**Brief A**
In the personal essay on identity, what was the writer's only focus as a young adult?
**Brief B**
Rewrite the paragraph of the personal essay on identity that begins "As a young girl I walked the streets" as a short bulleted list that keeps its main facts.
**Brief C**
Continue the personal essay on identity after its last sentence, keeping its voice.
── Exercise passage
I’m a Latin American woman, born from a Dominican woman and an Ecuadorian man.
My DNA is spread out through an ATLAS of so many cultures, which compels me to reflect on who I am, really?
I thought I was what my grandmother’s told me I was or who they believed they were and where they came from; as a child I believed them.
As a young girl I walked the streets of New York City in the cage I called my body. Looking to be loved for any accomplishment, ignoring all stereotypes established about me. Fair skin, curly hair, artistic girl in a Dominican family… that’s called a ‘pass’. But I was always fat, that, in a Dominican family revoked your ‘pass’. So my rebellious act? Love EVERYONE and identify with EVERYONE and not give a fuck about their thoughts and acceptance.
As a young adult, my struggle with weight was my only focus. It made me blind to every other struggle but never blind to anyone in pain.
Pain was my connection to those around me.
As an adult I began to form my identity based on what I lived and not based on what other’s told me, suggested, believed me to be. The test was to be convinced while practicing compassion for those that didn’t understand nor accepted me.
────
── Listed records
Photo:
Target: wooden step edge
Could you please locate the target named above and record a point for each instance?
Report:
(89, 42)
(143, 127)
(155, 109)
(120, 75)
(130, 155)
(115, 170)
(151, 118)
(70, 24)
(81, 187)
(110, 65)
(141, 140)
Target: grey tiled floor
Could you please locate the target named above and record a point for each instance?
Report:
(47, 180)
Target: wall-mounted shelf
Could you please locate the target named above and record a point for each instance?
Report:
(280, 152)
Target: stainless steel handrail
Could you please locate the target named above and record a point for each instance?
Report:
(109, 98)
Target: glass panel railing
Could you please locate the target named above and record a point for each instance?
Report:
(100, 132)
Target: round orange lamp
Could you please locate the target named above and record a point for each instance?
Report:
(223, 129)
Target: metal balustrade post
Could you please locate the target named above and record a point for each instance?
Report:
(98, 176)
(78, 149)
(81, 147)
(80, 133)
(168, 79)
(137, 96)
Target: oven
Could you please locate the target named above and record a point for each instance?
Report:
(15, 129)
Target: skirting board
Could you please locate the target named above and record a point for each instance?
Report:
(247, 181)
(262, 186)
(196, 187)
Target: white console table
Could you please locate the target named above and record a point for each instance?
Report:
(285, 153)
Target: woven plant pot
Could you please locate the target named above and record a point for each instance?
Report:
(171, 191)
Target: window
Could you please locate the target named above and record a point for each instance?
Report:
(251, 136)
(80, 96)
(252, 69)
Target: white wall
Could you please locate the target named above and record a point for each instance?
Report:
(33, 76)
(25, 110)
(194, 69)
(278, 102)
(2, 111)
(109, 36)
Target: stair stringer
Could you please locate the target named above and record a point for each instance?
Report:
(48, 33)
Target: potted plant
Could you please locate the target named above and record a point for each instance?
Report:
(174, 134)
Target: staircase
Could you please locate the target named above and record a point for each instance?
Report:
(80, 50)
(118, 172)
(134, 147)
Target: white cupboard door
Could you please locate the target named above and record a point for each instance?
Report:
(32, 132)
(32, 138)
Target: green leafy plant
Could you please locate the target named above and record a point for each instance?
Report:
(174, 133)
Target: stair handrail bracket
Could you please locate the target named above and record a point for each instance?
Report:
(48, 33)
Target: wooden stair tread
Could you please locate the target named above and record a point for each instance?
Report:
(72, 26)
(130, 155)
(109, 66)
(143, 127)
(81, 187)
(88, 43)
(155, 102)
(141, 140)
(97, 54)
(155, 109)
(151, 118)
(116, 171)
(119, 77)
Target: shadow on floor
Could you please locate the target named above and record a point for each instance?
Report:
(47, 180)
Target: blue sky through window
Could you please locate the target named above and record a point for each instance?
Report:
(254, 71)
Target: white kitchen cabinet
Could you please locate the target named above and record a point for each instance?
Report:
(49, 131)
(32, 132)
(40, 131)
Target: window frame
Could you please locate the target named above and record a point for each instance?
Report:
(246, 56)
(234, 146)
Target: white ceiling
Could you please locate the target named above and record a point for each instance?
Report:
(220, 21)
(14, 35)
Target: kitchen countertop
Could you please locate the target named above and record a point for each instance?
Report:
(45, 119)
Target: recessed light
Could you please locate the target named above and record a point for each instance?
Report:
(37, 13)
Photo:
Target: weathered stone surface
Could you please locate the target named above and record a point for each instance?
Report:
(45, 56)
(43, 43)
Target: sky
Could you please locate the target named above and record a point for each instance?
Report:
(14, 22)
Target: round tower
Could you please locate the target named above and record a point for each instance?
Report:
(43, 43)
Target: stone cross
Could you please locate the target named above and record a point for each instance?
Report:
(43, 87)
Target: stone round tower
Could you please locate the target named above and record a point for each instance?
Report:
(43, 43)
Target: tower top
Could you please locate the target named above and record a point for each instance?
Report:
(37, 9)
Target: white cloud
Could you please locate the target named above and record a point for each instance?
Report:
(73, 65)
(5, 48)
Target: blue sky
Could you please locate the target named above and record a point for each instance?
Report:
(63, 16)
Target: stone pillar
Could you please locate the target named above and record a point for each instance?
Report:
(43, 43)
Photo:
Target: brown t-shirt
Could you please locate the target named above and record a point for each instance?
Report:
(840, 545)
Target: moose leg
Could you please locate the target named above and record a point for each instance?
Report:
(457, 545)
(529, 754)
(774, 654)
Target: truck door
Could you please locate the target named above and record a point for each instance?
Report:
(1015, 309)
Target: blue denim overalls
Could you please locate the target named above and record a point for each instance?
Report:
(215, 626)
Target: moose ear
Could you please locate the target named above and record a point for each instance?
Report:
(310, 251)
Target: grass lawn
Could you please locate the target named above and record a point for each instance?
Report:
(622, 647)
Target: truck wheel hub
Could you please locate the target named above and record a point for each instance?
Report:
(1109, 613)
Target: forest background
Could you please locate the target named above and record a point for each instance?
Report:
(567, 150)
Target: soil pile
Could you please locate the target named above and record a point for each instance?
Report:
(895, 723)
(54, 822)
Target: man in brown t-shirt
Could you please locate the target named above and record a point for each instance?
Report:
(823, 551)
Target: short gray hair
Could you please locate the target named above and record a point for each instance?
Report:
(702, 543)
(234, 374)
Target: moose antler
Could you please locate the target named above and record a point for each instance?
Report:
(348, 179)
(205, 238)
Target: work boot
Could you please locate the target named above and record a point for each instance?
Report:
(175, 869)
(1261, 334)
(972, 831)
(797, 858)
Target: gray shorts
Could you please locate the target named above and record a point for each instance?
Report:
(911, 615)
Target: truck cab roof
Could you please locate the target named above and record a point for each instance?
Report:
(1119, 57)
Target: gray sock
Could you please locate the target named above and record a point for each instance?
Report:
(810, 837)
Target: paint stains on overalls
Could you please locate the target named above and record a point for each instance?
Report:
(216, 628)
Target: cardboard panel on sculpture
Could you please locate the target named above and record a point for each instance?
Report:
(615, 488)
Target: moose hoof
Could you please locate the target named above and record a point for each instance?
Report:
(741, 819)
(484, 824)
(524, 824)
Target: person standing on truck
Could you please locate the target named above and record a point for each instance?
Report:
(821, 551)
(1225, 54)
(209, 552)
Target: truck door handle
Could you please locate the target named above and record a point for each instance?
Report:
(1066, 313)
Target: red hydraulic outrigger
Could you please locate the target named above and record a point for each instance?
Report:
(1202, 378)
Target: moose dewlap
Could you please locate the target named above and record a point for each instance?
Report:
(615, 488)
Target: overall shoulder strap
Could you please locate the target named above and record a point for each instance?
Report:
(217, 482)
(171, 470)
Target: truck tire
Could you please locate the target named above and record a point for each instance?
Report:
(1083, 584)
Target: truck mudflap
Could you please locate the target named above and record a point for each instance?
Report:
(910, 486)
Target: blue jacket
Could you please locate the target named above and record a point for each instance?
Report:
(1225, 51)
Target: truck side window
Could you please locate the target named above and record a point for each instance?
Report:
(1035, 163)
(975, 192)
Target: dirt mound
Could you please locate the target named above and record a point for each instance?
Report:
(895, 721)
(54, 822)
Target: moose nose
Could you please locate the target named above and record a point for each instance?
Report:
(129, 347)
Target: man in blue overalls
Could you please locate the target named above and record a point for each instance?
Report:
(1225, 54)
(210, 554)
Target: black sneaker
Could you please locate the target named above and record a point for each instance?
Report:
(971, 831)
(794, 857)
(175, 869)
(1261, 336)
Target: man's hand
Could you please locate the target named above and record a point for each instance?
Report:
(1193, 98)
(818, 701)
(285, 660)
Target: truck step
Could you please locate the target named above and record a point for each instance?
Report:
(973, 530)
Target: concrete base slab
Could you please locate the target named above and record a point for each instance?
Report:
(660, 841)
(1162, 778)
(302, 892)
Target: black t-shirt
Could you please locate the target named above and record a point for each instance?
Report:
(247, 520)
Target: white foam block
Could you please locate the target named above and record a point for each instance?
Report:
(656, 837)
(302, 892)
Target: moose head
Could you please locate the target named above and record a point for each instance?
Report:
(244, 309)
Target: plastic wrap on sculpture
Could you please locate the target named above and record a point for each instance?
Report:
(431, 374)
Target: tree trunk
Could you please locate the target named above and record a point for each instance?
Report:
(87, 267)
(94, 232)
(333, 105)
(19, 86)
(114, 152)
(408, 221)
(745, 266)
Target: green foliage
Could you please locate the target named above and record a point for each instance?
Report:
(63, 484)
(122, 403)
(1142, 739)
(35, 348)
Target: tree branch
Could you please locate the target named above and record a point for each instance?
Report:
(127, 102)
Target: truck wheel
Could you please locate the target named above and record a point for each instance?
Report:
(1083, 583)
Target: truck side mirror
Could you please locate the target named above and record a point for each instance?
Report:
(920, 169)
────
**Answer area A**
The struggle with weight.

**Answer area B**
- As a young girl, the writer walked the streets of New York City, feeling caged in her body.
- She looked to be loved for any accomplishment and ignored the stereotypes established about her.
- In a Dominican family, fair skin, curly hair and being an artistic girl earned a "pass."
- She was always fat, and in a Dominican family that revoked the "pass."
- Her rebellious act was to love everyone, identify with everyone and not care about their thoughts or acceptance.

**Answer area C**
As a teacher, I became the student. My students taught me so much especially my Black girls.. I won’t include Brown girls because I grew up in a household of them.. I will thank my aunt Esther for filling my space with Stevie Wonder, Michael Jackson, The Temptations, Marvin Gaye, Diana Ross and my aunt Carmen for The Supremes and The Commodores and the Jackson 5.. yes we were Brown but we weren’t Black and my students taught me about that, as much as I thought I knew.
‘You don’t understand, Ms.’
‘But I do’
‘No Ms. You don’t understand.’
It is different. I had to accept it and sit in it and understand.
I reflected on all of our field trips to the many locations where I took all of my children. Every store, every museum, every space.. Why were my Black girls approached differently than the rest? Why?
You have to LIVE it to understand. And so when they spoke of their feelings to me, I stopped with the ‘maybe’s’ and listened and accepted their feelings, knowing I could never understand their PAIN.
And their PAIN was another tie that connected us.
I also accept that with all of the LOVE I may demonstrate to them, some will still question my motives and be merciless if I make one mistake. They are young and forming their characters and deciding who they will become, I hope compassion will be in their arsenal and ultimately see people’s hearts and be so much better in their world than this world has been to them.
I am a better teacher, a better person thanks to them and every one of my children.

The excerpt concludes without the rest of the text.